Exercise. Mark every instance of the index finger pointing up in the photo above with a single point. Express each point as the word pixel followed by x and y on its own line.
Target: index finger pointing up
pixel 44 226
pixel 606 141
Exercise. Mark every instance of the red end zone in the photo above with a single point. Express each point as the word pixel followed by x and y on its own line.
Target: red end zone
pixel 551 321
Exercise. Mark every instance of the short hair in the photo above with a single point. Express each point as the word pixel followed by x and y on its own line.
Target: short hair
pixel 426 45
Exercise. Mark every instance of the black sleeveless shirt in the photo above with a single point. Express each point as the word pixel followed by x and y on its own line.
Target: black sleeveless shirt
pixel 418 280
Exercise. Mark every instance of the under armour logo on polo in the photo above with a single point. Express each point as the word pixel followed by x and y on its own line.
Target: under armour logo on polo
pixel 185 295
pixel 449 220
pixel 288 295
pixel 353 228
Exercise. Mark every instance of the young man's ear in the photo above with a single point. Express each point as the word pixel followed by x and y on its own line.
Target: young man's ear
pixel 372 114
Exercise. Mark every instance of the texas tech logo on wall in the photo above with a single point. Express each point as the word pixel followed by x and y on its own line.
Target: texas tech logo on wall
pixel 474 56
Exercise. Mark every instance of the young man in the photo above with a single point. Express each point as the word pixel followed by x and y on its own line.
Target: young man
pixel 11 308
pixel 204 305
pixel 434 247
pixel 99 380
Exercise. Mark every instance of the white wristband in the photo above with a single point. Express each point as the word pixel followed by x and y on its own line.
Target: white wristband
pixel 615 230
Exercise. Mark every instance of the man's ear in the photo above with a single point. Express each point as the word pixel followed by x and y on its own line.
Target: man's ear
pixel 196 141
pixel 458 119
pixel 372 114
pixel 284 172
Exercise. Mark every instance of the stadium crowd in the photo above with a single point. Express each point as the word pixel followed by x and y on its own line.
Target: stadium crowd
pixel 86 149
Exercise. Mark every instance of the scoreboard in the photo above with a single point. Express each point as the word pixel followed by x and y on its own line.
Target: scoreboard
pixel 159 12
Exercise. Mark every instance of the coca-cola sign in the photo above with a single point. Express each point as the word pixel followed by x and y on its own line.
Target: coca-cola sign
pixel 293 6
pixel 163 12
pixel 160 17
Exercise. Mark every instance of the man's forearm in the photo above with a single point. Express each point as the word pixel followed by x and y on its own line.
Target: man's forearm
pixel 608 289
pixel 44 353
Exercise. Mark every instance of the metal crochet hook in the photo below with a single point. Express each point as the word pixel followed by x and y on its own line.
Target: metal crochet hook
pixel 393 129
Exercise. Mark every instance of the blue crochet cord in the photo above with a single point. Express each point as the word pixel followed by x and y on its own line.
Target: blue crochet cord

...

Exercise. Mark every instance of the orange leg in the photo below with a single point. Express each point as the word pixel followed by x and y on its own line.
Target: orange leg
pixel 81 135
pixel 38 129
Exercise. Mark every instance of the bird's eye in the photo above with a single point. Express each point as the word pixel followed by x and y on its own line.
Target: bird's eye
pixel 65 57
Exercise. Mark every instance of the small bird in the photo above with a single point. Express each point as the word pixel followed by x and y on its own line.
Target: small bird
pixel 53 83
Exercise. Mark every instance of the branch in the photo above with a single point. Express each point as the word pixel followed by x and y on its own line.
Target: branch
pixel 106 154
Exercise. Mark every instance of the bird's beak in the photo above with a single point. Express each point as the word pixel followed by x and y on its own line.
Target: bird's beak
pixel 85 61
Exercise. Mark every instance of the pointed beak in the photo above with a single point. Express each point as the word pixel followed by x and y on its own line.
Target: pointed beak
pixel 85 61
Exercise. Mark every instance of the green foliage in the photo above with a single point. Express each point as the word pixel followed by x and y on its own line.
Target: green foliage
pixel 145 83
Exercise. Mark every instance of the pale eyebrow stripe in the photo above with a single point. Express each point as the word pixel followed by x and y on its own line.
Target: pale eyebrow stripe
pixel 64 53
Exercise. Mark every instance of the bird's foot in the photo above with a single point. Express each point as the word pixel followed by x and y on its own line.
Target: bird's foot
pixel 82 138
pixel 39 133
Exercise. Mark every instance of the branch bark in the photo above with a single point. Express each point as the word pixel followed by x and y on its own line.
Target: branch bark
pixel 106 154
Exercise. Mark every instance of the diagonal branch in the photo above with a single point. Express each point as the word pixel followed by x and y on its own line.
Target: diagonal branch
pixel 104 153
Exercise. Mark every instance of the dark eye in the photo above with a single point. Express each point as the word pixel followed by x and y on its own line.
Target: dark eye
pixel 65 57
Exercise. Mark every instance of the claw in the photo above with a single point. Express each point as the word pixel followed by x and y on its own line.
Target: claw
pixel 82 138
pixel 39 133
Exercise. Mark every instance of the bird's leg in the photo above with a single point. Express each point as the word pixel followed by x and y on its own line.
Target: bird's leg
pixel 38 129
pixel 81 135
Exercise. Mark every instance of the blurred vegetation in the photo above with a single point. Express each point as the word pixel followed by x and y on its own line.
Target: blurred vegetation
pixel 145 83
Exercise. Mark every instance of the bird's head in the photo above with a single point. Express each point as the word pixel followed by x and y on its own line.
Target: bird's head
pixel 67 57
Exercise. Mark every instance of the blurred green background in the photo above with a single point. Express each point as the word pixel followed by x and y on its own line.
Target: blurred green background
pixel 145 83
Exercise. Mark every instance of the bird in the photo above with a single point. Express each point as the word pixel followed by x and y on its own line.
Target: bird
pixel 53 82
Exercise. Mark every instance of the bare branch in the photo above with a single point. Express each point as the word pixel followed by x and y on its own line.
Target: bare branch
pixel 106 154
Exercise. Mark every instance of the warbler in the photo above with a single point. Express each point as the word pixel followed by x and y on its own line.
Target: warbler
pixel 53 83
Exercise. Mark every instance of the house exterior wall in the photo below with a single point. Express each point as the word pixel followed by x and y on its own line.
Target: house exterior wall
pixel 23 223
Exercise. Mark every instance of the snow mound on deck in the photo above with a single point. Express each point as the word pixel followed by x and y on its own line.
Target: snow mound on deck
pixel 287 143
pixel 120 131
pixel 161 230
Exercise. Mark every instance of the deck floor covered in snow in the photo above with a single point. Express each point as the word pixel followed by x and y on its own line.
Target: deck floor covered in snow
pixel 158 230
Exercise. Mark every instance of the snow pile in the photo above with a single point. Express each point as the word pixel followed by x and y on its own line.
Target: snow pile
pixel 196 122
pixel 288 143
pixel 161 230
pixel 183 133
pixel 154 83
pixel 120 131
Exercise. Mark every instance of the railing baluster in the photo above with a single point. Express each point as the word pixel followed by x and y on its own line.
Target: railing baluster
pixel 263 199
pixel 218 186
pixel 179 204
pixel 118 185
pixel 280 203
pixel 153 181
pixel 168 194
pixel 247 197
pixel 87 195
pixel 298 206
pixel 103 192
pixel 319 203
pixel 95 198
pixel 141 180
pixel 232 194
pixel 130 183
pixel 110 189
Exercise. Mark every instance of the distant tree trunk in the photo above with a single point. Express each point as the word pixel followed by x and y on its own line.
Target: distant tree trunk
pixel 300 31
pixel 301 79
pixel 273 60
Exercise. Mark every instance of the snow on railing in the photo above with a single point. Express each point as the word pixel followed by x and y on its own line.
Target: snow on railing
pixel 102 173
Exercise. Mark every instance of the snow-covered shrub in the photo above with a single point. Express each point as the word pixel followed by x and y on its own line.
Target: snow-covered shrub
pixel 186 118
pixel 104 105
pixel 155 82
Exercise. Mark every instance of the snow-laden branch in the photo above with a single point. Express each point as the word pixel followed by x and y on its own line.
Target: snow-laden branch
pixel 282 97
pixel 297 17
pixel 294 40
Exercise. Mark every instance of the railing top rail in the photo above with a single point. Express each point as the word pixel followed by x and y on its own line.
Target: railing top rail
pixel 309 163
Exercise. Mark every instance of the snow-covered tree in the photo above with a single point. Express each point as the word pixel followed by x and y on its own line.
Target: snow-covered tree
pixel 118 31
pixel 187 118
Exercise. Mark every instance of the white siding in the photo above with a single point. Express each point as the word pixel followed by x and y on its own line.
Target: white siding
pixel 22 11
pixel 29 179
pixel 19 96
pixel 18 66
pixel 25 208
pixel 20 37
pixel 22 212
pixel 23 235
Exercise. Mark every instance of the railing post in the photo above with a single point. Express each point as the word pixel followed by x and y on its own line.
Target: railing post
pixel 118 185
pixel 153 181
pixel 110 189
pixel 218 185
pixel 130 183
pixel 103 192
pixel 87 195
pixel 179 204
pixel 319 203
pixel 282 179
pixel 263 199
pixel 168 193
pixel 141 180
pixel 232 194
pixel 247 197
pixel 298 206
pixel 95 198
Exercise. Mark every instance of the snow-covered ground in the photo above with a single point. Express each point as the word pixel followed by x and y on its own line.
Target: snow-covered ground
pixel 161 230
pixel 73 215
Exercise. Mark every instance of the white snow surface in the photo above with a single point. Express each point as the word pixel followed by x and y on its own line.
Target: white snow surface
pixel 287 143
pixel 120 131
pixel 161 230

__What the task requires__. Reproduce the data word for word, everything from the line containing "Exercise. Mark every instance of the man's forearm" down to the line containing "Target: blue crochet cord", including both of those lines.

__Result of this task__.
Exercise. Mark every instance of the man's forearm in the photo above with a single point. Express each point as the word pixel followed by x and y on its own line.
Target: man's forearm
pixel 608 289
pixel 44 353
Exercise. Mark every instance of the metal crochet hook in the photo below with a single point. Express each point as the word pixel followed by x and y on its own line.
Target: metal crochet hook
pixel 393 129
Exercise. Mark every instance of the blue crochet cord in the photo above with a single point. Express each point as the word pixel followed by x and y on its own line.
Target: blue crochet cord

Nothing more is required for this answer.